(Data lines)
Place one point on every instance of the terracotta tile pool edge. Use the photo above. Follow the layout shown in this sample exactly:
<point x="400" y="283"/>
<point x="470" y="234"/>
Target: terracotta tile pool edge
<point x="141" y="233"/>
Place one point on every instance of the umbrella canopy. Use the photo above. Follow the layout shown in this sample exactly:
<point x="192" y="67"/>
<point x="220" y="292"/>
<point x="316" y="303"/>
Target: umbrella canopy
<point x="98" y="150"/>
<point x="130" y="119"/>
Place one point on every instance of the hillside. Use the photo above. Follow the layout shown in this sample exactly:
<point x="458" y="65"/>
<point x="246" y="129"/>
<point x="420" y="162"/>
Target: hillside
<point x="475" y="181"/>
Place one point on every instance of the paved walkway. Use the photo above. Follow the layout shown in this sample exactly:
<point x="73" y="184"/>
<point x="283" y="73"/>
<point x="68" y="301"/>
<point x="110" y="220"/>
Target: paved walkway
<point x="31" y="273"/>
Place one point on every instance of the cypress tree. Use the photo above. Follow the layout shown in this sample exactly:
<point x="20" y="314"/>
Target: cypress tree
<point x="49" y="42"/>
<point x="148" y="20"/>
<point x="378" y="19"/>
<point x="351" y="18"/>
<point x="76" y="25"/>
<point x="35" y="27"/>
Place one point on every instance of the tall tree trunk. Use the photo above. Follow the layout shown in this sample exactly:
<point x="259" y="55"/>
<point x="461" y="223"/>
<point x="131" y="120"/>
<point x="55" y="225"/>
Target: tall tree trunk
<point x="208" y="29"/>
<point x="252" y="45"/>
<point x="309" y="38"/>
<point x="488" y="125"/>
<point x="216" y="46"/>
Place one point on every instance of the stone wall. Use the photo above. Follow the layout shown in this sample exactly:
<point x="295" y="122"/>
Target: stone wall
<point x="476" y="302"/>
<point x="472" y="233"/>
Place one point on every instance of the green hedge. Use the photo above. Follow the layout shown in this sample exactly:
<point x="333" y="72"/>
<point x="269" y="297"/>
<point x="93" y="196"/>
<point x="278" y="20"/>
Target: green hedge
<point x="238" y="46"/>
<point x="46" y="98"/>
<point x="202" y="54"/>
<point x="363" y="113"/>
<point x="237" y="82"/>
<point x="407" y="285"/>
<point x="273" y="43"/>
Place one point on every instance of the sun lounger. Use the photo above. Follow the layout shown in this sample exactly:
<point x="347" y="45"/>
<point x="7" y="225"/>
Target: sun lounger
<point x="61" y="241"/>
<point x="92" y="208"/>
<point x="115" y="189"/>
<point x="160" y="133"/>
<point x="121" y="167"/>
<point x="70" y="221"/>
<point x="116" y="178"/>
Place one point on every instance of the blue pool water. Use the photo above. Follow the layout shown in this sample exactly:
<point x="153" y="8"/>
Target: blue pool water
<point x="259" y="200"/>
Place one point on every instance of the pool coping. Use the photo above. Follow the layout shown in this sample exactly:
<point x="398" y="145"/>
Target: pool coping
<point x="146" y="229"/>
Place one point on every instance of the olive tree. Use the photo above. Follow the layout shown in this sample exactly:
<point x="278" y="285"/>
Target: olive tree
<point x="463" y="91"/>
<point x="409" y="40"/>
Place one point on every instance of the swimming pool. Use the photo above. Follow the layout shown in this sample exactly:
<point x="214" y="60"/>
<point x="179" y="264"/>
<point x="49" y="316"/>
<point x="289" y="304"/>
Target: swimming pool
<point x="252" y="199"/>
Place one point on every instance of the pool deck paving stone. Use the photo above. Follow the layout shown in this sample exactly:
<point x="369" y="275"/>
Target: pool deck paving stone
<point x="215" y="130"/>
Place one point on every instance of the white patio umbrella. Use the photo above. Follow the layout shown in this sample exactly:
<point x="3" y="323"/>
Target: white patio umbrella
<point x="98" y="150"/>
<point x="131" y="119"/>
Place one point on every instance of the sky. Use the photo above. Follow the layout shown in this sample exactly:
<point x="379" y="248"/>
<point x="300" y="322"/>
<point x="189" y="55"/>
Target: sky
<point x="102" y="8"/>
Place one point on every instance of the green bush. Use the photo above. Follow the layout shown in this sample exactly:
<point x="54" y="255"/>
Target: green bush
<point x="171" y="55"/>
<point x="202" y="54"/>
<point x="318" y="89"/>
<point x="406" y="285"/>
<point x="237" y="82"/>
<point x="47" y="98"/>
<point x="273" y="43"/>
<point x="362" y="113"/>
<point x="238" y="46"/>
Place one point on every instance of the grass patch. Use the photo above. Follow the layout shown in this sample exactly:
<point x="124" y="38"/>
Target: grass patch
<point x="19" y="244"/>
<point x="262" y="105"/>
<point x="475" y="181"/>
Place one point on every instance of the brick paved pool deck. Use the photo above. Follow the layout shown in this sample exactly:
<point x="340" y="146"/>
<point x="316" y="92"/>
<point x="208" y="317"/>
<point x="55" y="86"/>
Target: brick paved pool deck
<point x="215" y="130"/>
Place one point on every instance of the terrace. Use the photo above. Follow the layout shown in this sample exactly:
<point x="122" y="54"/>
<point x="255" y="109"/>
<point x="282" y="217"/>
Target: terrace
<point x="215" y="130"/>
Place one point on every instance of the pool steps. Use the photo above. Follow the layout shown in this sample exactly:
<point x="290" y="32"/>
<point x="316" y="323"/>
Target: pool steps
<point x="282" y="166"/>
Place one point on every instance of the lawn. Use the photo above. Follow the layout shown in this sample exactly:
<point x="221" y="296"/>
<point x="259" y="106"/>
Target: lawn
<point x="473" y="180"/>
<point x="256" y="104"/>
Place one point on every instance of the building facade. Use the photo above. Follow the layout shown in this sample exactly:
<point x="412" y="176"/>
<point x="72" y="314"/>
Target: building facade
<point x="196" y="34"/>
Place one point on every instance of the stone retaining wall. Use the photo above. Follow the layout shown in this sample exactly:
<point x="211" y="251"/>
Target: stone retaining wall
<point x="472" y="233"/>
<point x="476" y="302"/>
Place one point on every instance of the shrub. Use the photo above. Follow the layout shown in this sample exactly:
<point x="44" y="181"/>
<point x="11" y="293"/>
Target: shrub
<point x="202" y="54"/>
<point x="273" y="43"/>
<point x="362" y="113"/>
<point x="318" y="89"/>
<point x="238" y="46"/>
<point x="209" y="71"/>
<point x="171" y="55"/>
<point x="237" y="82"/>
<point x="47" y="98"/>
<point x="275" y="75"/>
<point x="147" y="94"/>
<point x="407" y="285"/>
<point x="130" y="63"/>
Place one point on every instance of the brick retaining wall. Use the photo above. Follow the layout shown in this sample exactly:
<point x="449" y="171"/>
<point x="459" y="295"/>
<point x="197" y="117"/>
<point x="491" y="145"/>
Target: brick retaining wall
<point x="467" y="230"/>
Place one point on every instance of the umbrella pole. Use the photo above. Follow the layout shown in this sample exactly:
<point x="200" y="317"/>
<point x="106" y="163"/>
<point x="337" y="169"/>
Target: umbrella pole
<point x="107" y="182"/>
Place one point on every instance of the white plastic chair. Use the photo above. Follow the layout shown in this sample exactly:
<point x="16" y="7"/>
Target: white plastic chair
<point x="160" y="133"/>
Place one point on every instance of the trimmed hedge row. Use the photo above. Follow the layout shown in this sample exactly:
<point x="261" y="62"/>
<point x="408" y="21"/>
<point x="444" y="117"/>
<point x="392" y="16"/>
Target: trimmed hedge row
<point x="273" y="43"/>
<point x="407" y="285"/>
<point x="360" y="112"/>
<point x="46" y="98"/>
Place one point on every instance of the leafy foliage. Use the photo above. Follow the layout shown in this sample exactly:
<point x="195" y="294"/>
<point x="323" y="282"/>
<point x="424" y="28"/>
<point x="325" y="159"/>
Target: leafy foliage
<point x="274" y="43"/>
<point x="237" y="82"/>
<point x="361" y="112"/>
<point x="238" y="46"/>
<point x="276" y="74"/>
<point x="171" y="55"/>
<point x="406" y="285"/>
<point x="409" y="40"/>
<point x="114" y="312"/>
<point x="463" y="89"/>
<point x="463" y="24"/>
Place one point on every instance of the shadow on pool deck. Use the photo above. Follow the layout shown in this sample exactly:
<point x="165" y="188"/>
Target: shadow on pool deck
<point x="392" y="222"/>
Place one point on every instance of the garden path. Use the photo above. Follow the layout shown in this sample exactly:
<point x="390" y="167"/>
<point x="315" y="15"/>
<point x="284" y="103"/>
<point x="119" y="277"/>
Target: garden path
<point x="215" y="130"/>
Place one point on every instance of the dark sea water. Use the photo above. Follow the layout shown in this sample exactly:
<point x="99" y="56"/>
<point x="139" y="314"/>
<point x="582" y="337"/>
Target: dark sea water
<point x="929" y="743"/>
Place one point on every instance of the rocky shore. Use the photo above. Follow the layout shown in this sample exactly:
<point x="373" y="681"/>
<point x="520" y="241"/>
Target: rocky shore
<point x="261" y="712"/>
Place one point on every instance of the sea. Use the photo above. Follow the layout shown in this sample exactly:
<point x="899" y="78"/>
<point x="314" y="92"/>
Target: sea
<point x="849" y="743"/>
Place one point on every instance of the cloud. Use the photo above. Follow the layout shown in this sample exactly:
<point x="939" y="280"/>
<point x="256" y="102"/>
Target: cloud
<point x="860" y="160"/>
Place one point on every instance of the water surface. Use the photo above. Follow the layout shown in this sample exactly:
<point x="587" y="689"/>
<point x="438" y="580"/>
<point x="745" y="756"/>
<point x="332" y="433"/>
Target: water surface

(Requirements) Only the lines from the one holding "Place one point on every instance of the dark" through the end of the listing should be given again, exactly and with both ends included.

(Expected answer)
Place one point on every instance of the dark sea water. Use the photo above. Follow the layout shown in this sample exactly:
<point x="99" y="56"/>
<point x="139" y="314"/>
<point x="582" y="337"/>
Target: dark sea water
<point x="929" y="743"/>
Place one point on every instance of the rocky shore. Use the photo above. Follow the layout shown in this sample exactly:
<point x="373" y="681"/>
<point x="520" y="241"/>
Target: rocky shore
<point x="261" y="712"/>
Place one point on every instance of the sea. Use the photo above. Follow the layout shown in this sample exactly:
<point x="899" y="78"/>
<point x="314" y="92"/>
Target: sea
<point x="849" y="743"/>
Place one point on every instance of the cloud. Use the photo above. Follow the layout shown in this sample exactly:
<point x="939" y="280"/>
<point x="256" y="102"/>
Target: cloud
<point x="860" y="160"/>
Place one point on every instance of the water surface. Use the photo above. Follow the layout shown in this sample exactly:
<point x="587" y="689"/>
<point x="438" y="580"/>
<point x="745" y="756"/>
<point x="332" y="433"/>
Target: water surface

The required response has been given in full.